== Document segment ==
Blind World Magazine

Law students become advocates for the blind and visually impaired.




University of Chicago Chronicle, Illinois USA.
Thursday, April 27, 2006.




Discrimination can come in many subtle forms, and often, what is not seen may be just as revealing as what is. With that in mind, the Law School this spring has joined forces with the 100-year-old Chicago Lighthouse for People Who Are Blind or Visually Impaired to help its members fight discrimination through the courts.


The vehicle is a new legal aid clinic named for Chicago alumnus Arthur Kane, (Law, '39), who is as renowned for his philanthropy as he is for founding Kane, Doy & Harrington. Last fall, Kane made a planned gift to the Lighthouse to help start the clinic.


"Many students are interested in pro bono legal work while enrolled here," said Mark Heyrman, Clinical Professor in the Mandel Legal Aid Clinic and Faculty Director of Clinical Programs for the Law School. "[We] are particularly proud that our students are now working at the new Arthur and Esther Kane Legal Clinic at the Chicago Lighthouse because it is funded in part through Mr. Kane. His past generosity enabled the construction of the Kane Center for Clinical Legal Education, the home of all of the Law School's clinical programs."


Now in his late 80s, Kane had been drawn to the Lighthouse in recent years when his wife, Esther, required treatment as a result of macular degeneration. "After I became familiar with the Lighthouse and saw for myself the marvelous programs it offers, I knew right away that the agency and the people it served were most deserving of our support," Kane said.


He also acknowledged that he was intrigued by the concept of a legal clinic designed specifically for the needs of clients who are blind or visually impaired.


"It's unfortunate, but we still have a way to go to stamp out discrimination against individuals who are blind or have other disabilities," he observed. "By offering a forum in which blind people can learn about their rights and discover what legal recourse they have, the Lighthouse is providing a much-needed service."


As part of the new partnership, the Law School has begun providing students to assist retired Cook County Circuit Court Judge Nicholas Pomaro, 67, who directs the Arthur and Esther Kane Legal Clinic at the Chicago Lighthouse. Pomaro, himself, has been blind since age 6.


"I'm delighted to be able to enlist the support of outstanding students from one of the world's top law schools," said Pomaro. The first two University Law School students to work with him are Christine Graham and Jonathon Byrer, both second-years. They perform legal research and other needed tasks regarding alleged discrimination in housing, education, employment, transportation and other areas.


"We had received numerous inquiries from people with visual impairments claiming to be victims of discrimination," recalled Pomaro. While such discrimination may be leveled without intentional malice, the results are just as negative: not getting a job, being denied a loan or being prevented access to public transportation. "People who are blind or visually impaired have enough to cope with and don't need the added burden of financial difficulties stemming from fighting discrimination," said Pomaro.
===
== Data to examine ==
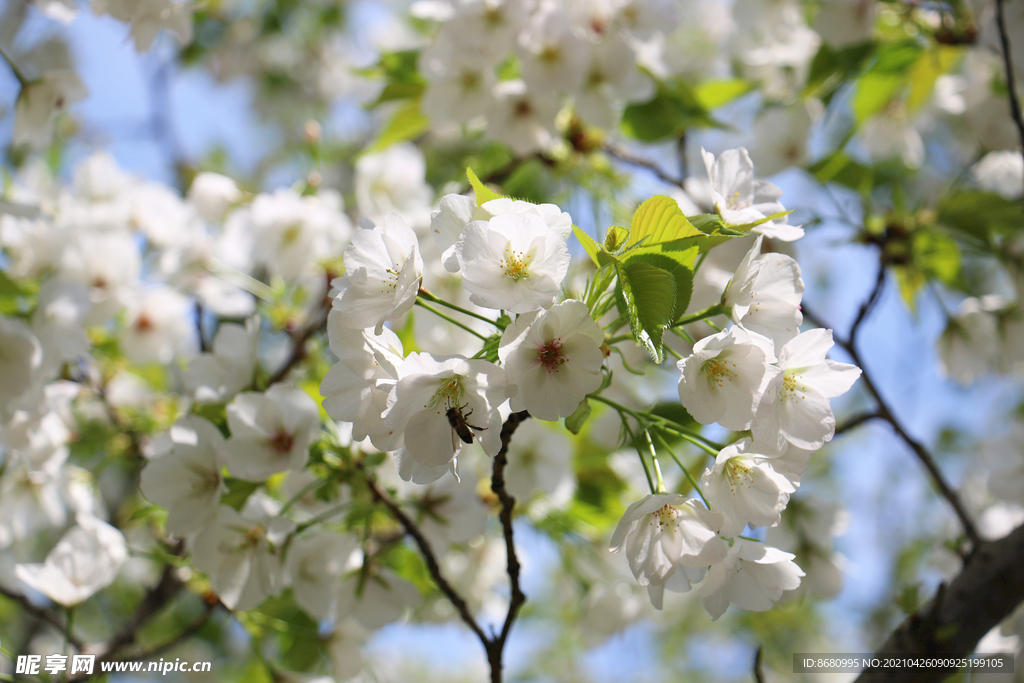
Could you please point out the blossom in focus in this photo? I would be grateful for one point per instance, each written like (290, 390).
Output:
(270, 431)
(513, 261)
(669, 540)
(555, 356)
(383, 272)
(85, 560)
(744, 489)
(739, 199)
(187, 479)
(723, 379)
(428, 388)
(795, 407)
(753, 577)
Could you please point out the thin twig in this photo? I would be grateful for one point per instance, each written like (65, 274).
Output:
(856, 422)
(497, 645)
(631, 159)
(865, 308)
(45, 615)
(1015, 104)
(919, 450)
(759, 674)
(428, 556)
===
Assigned task 1: In the article on the Kane legal clinic, at what age did Nicholas Pomaro become blind?
Assigned task 2: Write out the part of the article on the Kane legal clinic starting with "The vehicle is" and going on through "start the clinic.".

Task result 1: At age 6.

Task result 2:
The vehicle is a new legal aid clinic named for Chicago alumnus Arthur Kane, (Law, '39), who is as renowned for his philanthropy as he is for founding Kane, Doy & Harrington. Last fall, Kane made a planned gift to the Lighthouse to help start the clinic.